TASK PROMPT: Copy out, unchanged, every line from the one containing "In this exercise you will indicate the blue stage" through the end of the records below.

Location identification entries

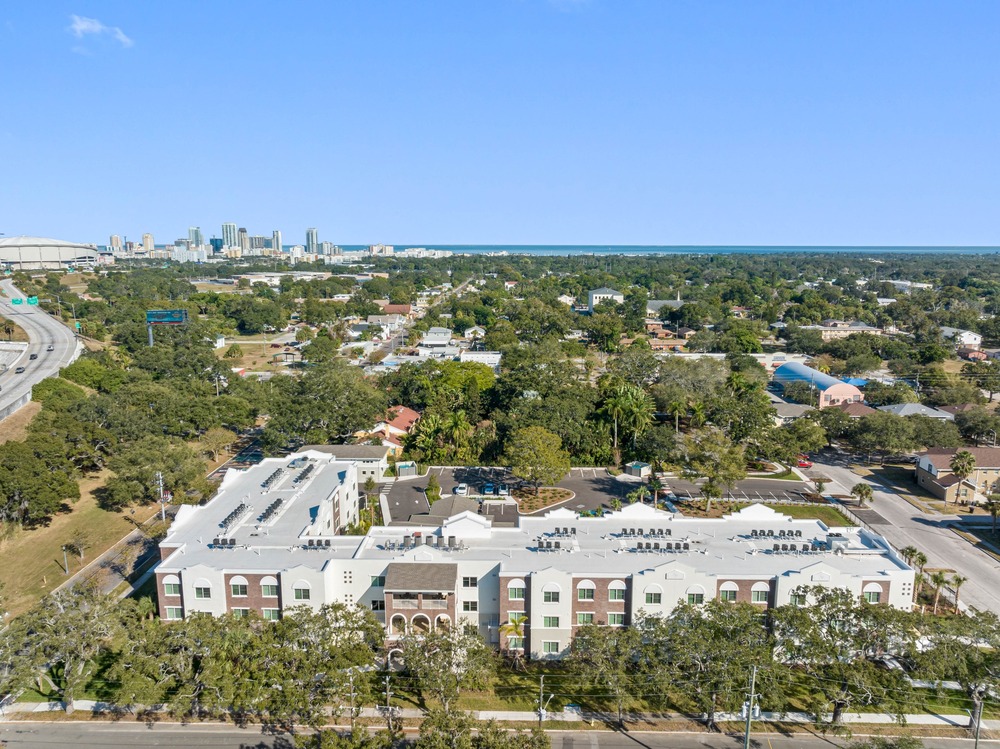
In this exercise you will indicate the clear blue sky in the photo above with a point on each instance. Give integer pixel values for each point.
(505, 121)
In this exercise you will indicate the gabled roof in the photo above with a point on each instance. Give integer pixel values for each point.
(986, 457)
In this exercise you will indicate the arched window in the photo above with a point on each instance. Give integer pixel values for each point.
(872, 593)
(760, 593)
(171, 585)
(302, 591)
(238, 586)
(269, 587)
(696, 594)
(202, 588)
(653, 594)
(550, 593)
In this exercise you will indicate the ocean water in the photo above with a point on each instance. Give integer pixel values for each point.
(514, 249)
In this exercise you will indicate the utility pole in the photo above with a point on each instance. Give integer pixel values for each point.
(749, 707)
(159, 486)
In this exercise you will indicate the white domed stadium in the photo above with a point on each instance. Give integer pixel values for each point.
(39, 253)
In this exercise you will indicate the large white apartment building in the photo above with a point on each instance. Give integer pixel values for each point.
(269, 541)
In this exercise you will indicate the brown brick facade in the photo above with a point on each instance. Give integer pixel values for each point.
(601, 606)
(254, 600)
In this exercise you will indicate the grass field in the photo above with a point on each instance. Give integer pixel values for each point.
(31, 560)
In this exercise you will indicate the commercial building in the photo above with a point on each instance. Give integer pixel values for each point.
(269, 541)
(39, 253)
(229, 238)
(831, 391)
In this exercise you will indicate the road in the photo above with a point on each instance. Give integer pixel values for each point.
(43, 330)
(905, 525)
(131, 734)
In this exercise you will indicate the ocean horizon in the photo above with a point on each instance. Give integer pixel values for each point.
(575, 249)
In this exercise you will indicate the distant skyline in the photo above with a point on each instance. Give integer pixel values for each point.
(503, 122)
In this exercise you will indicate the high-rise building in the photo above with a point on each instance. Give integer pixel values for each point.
(229, 235)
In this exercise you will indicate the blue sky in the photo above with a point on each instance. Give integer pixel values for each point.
(505, 121)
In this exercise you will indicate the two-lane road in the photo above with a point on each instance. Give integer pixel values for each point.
(44, 331)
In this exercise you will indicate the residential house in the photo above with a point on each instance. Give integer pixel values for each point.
(934, 474)
(436, 337)
(959, 337)
(603, 294)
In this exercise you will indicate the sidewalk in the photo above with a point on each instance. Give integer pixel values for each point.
(573, 715)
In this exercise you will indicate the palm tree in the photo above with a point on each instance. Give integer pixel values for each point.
(957, 581)
(963, 463)
(919, 561)
(862, 492)
(677, 409)
(992, 506)
(515, 628)
(938, 580)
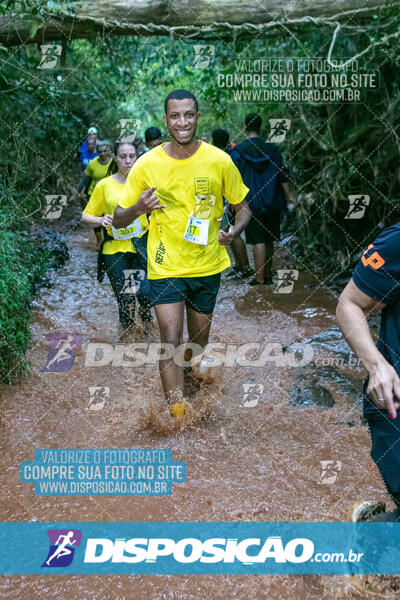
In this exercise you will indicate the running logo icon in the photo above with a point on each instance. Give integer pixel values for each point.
(63, 543)
(357, 206)
(63, 347)
(133, 277)
(251, 394)
(285, 284)
(279, 129)
(50, 54)
(129, 128)
(54, 206)
(202, 56)
(329, 471)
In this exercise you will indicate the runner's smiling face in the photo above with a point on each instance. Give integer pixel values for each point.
(104, 153)
(126, 158)
(181, 120)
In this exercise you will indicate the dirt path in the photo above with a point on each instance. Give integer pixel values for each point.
(244, 463)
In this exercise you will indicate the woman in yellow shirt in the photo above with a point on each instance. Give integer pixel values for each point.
(123, 254)
(96, 170)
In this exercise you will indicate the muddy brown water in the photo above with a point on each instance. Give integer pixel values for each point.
(244, 463)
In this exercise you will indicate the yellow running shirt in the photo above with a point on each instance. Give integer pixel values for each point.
(103, 201)
(193, 185)
(96, 171)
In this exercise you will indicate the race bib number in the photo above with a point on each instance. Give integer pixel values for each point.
(125, 233)
(197, 231)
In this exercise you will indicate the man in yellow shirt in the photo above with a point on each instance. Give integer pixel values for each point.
(185, 181)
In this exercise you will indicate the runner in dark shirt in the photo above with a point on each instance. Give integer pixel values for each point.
(376, 286)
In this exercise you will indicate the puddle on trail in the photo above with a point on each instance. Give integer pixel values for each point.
(246, 461)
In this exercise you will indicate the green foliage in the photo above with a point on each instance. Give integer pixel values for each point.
(333, 150)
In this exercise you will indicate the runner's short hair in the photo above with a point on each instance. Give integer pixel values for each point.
(151, 134)
(253, 122)
(220, 138)
(180, 95)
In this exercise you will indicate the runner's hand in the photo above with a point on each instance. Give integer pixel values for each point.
(225, 237)
(148, 201)
(106, 220)
(384, 384)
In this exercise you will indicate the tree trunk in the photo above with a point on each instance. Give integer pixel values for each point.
(203, 18)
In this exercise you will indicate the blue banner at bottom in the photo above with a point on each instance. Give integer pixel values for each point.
(200, 548)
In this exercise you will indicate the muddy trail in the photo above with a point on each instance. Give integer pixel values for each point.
(247, 460)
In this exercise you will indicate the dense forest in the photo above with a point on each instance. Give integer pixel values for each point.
(333, 150)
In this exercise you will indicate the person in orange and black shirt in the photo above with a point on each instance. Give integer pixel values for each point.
(375, 286)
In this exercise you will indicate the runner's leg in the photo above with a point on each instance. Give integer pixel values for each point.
(115, 264)
(259, 251)
(170, 321)
(198, 329)
(143, 293)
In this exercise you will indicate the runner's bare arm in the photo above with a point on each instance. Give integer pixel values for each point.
(84, 183)
(351, 311)
(147, 202)
(93, 222)
(243, 215)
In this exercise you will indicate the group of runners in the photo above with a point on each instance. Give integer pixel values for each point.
(167, 218)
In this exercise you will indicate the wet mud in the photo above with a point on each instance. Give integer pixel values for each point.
(254, 459)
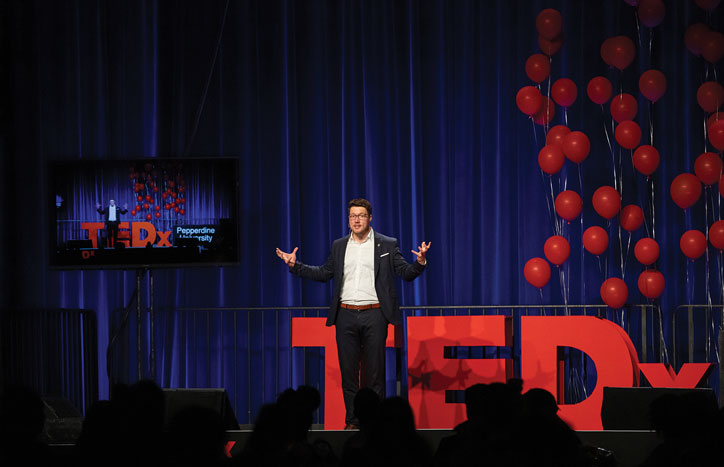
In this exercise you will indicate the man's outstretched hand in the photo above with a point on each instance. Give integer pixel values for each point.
(289, 258)
(420, 253)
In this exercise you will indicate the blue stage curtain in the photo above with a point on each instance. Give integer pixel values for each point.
(410, 104)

RESULT OF THE TASK:
In this exercise you will indicate the blue stage curtain in the photo above with a point on each instance. Give integer pixel values for each point.
(410, 104)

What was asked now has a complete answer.